#### RECORDED DATA ####

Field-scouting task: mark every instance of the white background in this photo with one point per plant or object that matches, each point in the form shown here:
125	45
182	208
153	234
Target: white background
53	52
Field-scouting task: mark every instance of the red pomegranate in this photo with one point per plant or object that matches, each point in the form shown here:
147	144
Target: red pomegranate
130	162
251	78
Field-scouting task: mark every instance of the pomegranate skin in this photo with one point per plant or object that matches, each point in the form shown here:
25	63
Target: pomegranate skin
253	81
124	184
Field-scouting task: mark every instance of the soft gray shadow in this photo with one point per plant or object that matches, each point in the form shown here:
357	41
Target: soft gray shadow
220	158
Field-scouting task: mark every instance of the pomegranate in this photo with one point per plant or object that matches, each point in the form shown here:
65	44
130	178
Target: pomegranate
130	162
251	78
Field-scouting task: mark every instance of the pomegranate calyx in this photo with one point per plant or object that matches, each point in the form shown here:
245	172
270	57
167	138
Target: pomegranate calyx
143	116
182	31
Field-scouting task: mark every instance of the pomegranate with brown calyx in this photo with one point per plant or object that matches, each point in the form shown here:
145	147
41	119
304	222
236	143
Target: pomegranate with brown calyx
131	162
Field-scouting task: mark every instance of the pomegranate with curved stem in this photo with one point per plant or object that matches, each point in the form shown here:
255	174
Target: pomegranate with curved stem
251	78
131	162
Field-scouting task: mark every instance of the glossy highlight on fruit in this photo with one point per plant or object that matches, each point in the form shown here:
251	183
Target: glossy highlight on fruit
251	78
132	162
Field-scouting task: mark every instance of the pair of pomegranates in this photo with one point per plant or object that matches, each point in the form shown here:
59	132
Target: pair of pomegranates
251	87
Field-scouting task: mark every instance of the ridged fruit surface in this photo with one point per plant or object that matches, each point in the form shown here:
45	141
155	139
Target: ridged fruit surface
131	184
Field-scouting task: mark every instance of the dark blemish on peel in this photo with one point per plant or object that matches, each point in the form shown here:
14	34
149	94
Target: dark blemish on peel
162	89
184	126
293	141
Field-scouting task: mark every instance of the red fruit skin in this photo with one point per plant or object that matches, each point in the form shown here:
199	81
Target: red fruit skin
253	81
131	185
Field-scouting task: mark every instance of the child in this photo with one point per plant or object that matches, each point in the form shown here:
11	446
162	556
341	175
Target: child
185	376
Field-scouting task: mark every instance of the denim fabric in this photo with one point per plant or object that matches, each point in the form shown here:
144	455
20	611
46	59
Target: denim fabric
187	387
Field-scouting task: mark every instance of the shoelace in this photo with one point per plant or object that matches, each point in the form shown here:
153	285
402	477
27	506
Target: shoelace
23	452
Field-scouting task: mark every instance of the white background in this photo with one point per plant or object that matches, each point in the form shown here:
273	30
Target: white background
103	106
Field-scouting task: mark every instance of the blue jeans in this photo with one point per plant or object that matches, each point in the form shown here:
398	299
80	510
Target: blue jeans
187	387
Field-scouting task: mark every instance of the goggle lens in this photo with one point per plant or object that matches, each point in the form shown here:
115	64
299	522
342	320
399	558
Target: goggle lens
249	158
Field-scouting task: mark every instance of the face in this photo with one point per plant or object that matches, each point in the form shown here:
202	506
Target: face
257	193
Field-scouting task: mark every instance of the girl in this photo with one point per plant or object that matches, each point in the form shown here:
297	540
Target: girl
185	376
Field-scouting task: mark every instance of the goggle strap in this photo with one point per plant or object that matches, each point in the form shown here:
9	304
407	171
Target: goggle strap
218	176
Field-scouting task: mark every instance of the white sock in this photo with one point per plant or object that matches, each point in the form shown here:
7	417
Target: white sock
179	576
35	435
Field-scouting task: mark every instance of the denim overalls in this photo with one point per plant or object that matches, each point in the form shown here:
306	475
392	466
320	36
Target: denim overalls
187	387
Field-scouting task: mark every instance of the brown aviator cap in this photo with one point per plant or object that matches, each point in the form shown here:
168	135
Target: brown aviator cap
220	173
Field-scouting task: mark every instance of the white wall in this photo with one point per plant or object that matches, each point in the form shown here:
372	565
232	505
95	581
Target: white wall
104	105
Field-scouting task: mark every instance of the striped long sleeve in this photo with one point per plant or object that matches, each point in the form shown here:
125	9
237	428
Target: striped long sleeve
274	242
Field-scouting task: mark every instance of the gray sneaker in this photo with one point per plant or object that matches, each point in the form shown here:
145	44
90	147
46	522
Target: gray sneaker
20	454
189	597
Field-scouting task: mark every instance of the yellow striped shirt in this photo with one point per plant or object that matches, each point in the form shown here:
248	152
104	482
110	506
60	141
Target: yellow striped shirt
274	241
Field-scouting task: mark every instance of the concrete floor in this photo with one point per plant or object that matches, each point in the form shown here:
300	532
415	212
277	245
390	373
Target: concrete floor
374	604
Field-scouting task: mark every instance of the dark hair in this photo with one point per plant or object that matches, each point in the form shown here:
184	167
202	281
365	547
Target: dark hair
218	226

####

SET EXERCISE: Transcribe the entries from the line that contains "Field-scouting task: mark every instance of the yellow" through the end of the entries, both ends included, with every line reproduced without alteration.

WRITTEN ANSWER:
Field-scouting task: mark every instance of the yellow striped shirt in this photo with one point per plant or object that matches, each point in the form shown here:
248	152
104	482
110	506
60	141
Target: yellow striped shirt
274	241
Field-scouting task: mark every instance of the concrete floor in this photo with one point per plant or object that matches, each point in the form shown here:
300	532
415	212
277	245
390	373
Target: concrete floor
374	604
Field-scouting task: mark every instance of the dark hair in this photo with one point per plant or object that matches, each point in the form shown here:
184	167
202	281
365	547
Target: dark hair
218	226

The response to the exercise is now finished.